Assigned task
Please continue the text on food systems and the IFAD Rural Development Report 2021, starting after its last sentence.

Text under study
== Segment start ==
Food systems need to be changed dramatically so they may deliver available, accessible, adequate, and nutritious food for all in a sustainable manner. How to do that and why is it dealt with in the IFAD Rural Development Report 2021. Obviously, small-scale farmers play an important role in making rural livelihoods prosperous.
The report was launched in September 2021 in a very critical situation where the covid-19 pandemic had had devastating effects on income losses and food prices throughout the world. But when IFAD, SIANI and Sida carried out a seminar on the report’s recommendations in March 2022, the situation had worsened with Russia starting a war against its neighbour Ukraine. Both countries are important in feeding the world. Russia and Ukraine are both major exporters of wheat. Russia is the main exporter of fertilisers and Ukraine of sunflower, among others. According to the FAO director-general, even with the mildest effects of the war, prices of grain and oilseeds are expected to rise by 10 percent. In Egypt, food prices are already escalating, where 85 per cent of the wheat and 73 per cent of the sunflower oil come from Russia and Ukraine.
== Segment end ==
Data records
== Segment start ==
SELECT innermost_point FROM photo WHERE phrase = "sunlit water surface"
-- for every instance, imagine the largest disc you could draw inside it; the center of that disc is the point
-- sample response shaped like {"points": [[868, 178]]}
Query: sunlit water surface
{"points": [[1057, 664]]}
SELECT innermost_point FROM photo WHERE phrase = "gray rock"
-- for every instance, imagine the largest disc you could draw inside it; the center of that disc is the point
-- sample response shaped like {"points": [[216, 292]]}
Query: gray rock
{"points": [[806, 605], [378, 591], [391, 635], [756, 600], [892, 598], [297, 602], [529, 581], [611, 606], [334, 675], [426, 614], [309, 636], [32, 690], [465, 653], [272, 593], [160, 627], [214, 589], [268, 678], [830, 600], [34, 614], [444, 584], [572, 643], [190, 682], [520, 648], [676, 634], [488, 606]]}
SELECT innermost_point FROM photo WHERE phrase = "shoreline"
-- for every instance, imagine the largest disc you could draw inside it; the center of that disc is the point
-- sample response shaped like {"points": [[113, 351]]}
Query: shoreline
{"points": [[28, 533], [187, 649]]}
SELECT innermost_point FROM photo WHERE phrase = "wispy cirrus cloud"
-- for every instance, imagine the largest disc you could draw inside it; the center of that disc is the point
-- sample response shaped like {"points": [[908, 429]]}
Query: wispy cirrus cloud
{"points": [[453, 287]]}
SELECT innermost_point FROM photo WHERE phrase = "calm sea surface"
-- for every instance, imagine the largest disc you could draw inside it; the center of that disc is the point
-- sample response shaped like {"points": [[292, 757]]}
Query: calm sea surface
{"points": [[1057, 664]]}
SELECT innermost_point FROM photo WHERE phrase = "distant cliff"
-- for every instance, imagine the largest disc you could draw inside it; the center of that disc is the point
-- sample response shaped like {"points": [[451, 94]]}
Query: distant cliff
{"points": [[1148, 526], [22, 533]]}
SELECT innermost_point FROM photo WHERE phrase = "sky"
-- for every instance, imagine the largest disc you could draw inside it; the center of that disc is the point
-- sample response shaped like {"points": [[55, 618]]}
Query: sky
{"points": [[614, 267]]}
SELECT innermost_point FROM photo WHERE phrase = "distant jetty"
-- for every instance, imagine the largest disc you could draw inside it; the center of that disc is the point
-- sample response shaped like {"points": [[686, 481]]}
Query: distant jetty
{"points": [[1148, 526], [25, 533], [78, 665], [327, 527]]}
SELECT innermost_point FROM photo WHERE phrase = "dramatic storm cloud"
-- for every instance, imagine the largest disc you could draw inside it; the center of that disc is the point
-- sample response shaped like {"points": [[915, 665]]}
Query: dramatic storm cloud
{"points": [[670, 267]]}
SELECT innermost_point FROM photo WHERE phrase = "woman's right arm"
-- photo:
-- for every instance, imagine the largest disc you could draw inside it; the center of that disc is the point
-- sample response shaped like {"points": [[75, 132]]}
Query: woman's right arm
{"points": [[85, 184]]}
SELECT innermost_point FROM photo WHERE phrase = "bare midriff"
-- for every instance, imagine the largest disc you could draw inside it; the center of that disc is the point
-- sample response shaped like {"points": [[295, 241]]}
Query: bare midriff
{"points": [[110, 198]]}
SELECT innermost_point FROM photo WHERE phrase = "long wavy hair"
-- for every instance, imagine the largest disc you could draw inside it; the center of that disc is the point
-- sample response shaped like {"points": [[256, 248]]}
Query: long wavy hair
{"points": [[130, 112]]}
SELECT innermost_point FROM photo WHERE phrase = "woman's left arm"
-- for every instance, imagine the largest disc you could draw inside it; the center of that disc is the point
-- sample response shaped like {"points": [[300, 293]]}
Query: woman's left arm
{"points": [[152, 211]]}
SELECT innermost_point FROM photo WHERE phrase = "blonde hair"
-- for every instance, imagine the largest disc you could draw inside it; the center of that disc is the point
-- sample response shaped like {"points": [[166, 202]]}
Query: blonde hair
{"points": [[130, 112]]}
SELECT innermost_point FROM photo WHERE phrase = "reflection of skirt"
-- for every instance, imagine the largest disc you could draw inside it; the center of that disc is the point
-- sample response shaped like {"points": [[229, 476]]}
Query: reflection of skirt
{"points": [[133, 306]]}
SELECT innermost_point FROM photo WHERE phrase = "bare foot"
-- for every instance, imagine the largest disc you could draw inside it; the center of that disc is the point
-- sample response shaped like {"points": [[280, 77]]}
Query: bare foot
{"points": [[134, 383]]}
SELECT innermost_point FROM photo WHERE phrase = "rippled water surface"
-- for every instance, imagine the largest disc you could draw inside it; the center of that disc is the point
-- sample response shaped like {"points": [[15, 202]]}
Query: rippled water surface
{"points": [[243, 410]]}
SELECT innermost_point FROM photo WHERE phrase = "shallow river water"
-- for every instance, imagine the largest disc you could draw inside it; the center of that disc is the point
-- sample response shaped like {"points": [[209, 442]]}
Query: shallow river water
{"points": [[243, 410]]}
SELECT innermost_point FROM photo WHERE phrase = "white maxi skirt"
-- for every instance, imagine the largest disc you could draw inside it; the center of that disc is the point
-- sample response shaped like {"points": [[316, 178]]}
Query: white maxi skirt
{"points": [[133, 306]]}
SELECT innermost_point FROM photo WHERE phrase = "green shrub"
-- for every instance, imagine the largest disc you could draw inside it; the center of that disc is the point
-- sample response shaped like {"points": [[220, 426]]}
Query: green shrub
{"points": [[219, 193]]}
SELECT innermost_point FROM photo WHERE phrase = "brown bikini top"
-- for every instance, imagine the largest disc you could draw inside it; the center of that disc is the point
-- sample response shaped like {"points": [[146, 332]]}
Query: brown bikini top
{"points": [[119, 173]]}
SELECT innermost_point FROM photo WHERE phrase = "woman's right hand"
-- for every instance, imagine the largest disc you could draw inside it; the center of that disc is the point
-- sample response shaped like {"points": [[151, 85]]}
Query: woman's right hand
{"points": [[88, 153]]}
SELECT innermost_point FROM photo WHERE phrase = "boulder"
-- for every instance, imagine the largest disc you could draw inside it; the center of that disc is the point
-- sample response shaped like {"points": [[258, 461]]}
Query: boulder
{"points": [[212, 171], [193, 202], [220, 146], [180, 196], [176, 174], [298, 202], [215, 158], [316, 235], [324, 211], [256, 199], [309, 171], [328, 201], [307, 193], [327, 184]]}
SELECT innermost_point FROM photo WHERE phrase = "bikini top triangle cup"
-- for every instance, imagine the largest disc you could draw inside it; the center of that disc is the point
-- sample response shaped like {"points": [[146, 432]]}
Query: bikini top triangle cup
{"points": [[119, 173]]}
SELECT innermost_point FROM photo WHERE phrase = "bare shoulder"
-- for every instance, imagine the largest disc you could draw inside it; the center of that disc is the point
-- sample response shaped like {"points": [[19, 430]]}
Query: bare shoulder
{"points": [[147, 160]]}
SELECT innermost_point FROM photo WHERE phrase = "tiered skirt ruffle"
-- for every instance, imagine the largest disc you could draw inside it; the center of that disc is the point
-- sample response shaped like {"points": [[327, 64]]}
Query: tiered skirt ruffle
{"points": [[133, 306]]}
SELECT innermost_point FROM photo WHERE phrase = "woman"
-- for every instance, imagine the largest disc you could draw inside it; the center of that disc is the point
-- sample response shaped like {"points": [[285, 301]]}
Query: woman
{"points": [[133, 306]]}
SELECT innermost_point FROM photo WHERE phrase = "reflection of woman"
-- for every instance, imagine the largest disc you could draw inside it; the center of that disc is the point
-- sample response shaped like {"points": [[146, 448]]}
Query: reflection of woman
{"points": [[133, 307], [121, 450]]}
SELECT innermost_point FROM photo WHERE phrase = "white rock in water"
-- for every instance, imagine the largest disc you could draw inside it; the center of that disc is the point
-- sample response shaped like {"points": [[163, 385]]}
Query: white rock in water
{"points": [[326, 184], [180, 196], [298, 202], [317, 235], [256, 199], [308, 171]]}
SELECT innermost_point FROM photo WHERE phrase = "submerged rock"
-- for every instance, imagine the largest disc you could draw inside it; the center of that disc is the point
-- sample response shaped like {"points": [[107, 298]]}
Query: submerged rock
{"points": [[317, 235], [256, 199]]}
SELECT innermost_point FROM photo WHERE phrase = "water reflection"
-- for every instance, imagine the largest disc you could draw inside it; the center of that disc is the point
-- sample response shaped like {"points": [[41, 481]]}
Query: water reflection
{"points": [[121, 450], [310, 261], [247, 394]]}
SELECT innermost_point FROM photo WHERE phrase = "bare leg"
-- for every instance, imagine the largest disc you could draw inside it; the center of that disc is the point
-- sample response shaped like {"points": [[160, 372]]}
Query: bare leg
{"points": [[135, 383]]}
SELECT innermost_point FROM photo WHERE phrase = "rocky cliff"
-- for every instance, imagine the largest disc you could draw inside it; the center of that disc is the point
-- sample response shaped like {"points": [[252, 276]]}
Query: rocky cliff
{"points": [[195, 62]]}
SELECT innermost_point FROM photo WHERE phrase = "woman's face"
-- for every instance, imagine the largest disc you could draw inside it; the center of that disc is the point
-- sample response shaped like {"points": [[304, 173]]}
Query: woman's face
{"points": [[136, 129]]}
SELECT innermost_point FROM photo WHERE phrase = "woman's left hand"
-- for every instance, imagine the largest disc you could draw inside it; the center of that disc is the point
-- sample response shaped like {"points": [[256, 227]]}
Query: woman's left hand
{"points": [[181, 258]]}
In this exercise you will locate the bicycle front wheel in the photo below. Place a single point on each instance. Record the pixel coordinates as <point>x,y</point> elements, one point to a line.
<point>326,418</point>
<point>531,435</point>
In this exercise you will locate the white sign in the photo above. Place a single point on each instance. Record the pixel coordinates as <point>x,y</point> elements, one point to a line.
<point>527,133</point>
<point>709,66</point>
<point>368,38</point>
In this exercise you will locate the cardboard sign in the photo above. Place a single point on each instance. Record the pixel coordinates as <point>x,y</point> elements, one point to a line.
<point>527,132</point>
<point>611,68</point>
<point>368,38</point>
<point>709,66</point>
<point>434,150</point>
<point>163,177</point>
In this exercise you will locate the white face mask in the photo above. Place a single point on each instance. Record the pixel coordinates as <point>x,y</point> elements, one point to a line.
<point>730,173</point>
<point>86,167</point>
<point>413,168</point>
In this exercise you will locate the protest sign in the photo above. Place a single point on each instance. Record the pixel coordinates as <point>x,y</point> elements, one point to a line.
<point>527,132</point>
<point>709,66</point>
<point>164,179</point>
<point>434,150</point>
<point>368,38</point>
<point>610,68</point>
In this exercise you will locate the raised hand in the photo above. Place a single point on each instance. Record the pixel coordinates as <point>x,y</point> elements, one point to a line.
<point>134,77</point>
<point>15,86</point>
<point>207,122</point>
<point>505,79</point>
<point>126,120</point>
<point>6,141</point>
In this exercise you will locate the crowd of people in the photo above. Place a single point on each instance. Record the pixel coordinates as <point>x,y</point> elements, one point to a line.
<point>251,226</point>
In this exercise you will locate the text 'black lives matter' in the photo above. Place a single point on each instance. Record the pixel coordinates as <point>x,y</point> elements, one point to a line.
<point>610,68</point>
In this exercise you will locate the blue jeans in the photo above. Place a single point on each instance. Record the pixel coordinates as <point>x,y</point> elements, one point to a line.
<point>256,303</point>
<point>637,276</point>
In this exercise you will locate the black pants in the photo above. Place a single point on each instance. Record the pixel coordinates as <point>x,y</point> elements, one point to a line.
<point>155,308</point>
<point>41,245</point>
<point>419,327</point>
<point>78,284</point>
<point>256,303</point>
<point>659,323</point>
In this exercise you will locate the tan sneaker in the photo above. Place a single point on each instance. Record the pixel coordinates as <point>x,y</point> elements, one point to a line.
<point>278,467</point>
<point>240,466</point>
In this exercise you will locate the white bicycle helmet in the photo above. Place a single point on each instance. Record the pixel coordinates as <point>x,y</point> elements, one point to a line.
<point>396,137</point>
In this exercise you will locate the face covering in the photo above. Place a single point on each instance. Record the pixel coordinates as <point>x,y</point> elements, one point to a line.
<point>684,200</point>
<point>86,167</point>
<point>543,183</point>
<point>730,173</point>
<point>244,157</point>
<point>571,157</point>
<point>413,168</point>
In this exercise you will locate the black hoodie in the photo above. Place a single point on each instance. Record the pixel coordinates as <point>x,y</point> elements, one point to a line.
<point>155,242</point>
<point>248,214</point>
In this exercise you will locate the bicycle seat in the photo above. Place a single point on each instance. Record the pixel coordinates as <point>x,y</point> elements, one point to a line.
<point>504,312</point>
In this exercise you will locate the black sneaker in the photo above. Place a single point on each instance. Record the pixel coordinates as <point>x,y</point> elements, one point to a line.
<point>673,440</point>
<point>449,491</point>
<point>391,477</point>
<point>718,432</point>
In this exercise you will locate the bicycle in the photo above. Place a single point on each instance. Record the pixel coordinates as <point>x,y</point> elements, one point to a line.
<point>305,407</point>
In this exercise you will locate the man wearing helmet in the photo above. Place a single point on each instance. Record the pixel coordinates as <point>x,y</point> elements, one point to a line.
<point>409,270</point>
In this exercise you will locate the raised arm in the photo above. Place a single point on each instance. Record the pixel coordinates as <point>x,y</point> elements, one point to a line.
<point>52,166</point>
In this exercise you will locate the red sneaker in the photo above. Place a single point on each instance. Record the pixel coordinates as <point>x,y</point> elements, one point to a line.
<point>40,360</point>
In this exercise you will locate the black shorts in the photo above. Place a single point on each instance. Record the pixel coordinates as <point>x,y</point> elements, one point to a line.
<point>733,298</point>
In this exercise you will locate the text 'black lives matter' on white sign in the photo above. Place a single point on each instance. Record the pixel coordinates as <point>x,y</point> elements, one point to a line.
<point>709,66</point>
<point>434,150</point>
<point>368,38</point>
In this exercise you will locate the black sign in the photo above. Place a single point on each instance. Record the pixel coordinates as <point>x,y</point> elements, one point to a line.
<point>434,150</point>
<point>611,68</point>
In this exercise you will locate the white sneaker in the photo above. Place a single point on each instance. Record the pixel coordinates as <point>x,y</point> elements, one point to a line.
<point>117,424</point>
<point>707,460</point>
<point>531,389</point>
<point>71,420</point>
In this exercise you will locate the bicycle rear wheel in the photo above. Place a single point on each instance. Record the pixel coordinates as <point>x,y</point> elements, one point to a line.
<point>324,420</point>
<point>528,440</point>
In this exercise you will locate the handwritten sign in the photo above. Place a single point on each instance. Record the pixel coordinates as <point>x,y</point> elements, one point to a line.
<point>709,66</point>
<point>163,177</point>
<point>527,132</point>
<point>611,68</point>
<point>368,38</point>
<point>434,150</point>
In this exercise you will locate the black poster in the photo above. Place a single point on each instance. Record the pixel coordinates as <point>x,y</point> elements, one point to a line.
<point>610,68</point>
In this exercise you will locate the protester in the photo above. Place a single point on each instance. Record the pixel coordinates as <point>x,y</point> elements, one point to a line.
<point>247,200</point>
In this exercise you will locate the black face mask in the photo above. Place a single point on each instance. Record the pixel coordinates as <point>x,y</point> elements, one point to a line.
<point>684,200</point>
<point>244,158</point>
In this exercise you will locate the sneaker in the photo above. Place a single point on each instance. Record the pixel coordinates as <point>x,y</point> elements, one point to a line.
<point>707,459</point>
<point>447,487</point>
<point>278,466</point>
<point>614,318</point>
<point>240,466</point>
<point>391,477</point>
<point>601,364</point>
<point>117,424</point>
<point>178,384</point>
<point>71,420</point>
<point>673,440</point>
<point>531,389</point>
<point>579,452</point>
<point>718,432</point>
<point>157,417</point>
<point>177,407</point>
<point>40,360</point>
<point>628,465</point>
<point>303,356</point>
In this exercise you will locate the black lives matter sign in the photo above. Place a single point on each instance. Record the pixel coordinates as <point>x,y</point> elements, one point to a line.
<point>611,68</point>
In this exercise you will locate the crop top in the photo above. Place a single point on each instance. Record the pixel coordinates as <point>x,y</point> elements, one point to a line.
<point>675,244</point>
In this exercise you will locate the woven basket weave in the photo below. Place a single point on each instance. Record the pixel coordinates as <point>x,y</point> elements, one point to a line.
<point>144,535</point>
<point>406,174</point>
== Segment end ==
Exercise answer
Food systems should be fair, green and sustainable
Food systems include the production, processing, retailing and delivery of food as well as consumer dietary preferences and disposal of what remains of food consumed and produced. Today, the food systems are unfair. Those who feed us go hungry or do not make a decent living. Secondly, the food systems are inadequate with a tremendous increase in production but the triple burden of nutrition (hunger, obesity and lack of micro-nutrients). Thirdly, they are inefficient and contribute to 37 per cent of greenhouse gas emissions, and, for instance, have a high biodiversity environmental footprint.
Romina Cavatassi, Lead Natural Resource Economist in IFAD, claimed that IFAD works towards diversified livelihoods based on productive farming and off-farm enterprise and jobs and with a safety net of social protection. A systematic change is needed to achieve rural prosperity and include empowered rural people, inclusive markets, and catalytic governance.